* _LISTED RECORDS_:

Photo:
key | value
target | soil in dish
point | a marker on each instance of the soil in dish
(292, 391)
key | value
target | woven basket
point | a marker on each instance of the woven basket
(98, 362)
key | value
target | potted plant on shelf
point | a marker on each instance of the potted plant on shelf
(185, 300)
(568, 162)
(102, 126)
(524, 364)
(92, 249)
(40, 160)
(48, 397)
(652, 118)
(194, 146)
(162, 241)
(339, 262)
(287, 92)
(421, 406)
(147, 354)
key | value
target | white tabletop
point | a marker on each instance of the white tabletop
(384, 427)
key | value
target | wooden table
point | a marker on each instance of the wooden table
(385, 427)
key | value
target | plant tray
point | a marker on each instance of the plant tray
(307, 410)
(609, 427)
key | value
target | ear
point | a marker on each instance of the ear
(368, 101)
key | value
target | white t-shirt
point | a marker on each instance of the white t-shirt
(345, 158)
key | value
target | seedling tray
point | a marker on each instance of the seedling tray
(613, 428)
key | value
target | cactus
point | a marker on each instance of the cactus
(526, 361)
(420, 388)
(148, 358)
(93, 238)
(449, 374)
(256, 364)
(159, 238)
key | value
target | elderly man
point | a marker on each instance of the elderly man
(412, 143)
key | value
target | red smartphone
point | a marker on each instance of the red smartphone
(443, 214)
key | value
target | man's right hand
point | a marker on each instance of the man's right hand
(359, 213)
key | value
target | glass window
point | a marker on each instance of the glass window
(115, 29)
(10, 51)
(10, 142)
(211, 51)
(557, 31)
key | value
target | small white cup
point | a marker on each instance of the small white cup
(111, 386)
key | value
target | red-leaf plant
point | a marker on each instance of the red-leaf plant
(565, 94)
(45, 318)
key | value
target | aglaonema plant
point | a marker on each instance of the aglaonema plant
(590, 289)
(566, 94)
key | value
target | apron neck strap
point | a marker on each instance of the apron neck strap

* _WORK INSTRUCTIONS_: Pull out each line in the entries above that contains the string "leaf".

* _TASK ANSWER_:
target | red-leaf plant
point | a marker on each instance of the red-leaf plant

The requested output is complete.